On Oct 1, 2009, at 2:35 AM, Raistmer wrote:

>> programming the task will rotate.  Since we know what the answer   
>> should be we are validating the ENTIRE PROCESS from one end to the   
>> other ...
> Ok, you once again described how it should be.
> But I still can't get why it is needed. This is the biggest  
> difficulty with your proposal.
> I and probably others just don't see the reason to do this, not how  
> or could it be implemented or not, just why it should be implemented  
> at all. That is the problem.
> What such entire validation (please, take into account that your  
> validation can be breaked just on NEXT TASK, it was pointed few  
> times already) give us new ? "Entities should not be multiplied  
> unnecessarily" as Occam's razor tell us.  What part of current BOINC  
> validation structure it can replace?
> No one IMO. Well, what part of BOINC validation system it could  
> improve being ADDED to current validation system? My answer the  
> same, no one. Could you specify what exactly part it can improve,  
> taking into account possibility of random errors (I see no  
> accounting for  this aspect in your posts still).

There are always random errors.  Also no system of testing is going to  
catch all problems and issues that occur between tests will not be  
identified until the next test.  The answer to those questions and  
issues is not to say, don't test at all ... it is to figure out what  
is the minimum we have to do to get the optimum results.  I have  
talked about the errors in the various posts over time but you are  
correct that I have not talked about them in a concentrated way and to  
be honest I am not going to spend much time here because it is pretty  
clear and obvious to me that minds are closed.

But, there are issues.

The FP number systems we use are approximations.  The hardware we use  
to make our calculations are designed to a standard.  However two  
computers both running correctly with the "same" software can and do  
return different results simply because the IEEE 754 standard defines  
modes of operation but leaves the selection of those modes to the  
programmer.  Most of the project scientists probably don't even see  
the implications of those statements I have just made.  But, for  
example, Virtual Prairie is possibly suffering from just that effect.

Given data »
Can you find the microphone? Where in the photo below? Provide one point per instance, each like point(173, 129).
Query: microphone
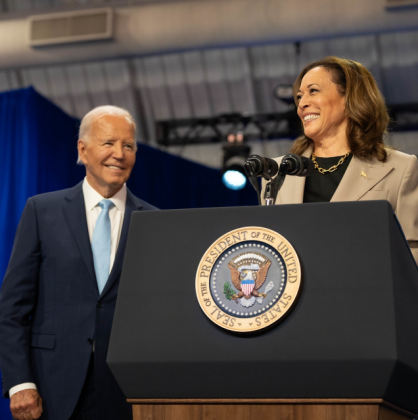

What you need to do »
1) In the BOINC validation thread, why can two correctly running computers with the "same" software return different results?
2) Copy out the part of the BOINC validation thread that opens with the words containing "On Oct 1, 2009, at" and closes with "it should be.".
This data has no connection to the BOINC validation thread.

Exercise results »
1) The IEEE 754 standard defines modes of operation but leaves the choice of those modes to the programmer.

2)
On Oct 1, 2009, at 2:35 AM, Raistmer wrote:

>> programming the task will rotate.  Since we know what the answer   
>> should be we are validating the ENTIRE PROCESS from one end to the   
>> other ...
> Ok, you once again described how it should be.